* Directive
Count how many of the rows below contain the word "this". Reply with the number alone.

* Records shown
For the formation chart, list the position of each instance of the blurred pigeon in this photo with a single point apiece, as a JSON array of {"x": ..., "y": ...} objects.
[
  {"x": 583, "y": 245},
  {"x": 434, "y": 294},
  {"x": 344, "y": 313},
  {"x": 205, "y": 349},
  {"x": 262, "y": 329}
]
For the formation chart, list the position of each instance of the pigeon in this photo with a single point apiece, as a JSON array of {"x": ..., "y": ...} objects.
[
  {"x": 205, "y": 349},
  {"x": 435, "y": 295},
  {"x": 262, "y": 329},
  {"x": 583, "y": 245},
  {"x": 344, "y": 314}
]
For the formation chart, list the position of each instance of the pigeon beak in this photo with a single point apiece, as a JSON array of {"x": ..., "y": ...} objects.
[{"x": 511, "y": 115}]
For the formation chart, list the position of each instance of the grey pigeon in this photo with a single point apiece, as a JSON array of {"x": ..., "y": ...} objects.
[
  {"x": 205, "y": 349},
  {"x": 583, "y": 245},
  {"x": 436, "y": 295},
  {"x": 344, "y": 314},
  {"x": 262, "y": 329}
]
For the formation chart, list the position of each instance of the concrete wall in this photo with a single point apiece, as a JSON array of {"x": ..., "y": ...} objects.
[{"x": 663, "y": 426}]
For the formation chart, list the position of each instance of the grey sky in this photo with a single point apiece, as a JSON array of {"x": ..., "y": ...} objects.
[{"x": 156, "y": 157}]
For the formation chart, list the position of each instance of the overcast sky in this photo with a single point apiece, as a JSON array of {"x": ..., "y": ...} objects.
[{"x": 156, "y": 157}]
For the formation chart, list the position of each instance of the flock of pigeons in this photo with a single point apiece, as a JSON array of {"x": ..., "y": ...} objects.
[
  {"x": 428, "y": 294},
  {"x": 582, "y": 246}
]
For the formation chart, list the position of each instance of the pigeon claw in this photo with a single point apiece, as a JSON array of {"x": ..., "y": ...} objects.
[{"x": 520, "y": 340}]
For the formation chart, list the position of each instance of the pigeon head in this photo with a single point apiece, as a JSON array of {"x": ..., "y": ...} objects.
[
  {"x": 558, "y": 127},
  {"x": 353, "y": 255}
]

--

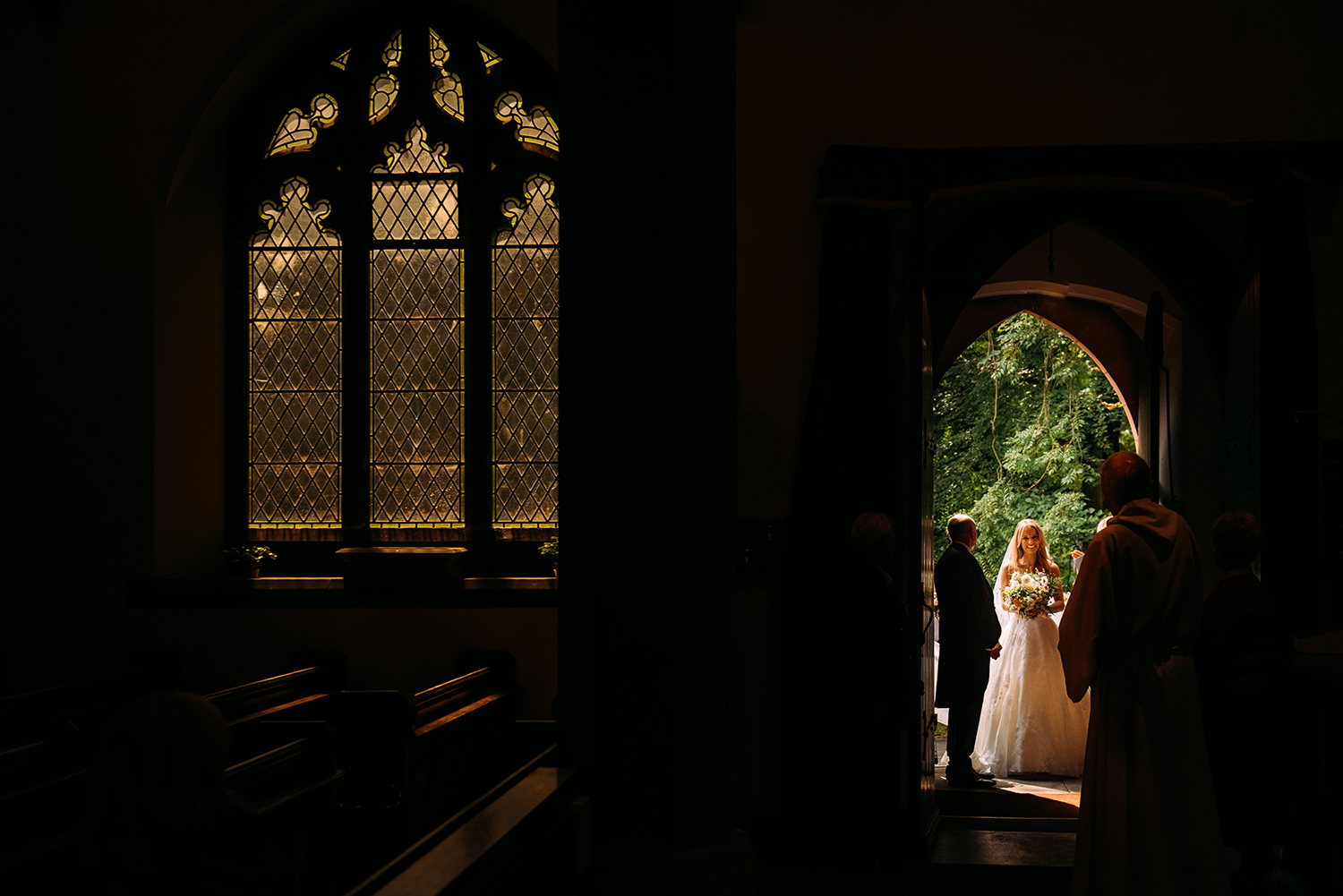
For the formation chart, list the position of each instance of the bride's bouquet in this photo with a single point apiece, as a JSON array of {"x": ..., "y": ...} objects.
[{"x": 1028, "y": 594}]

* Output below
11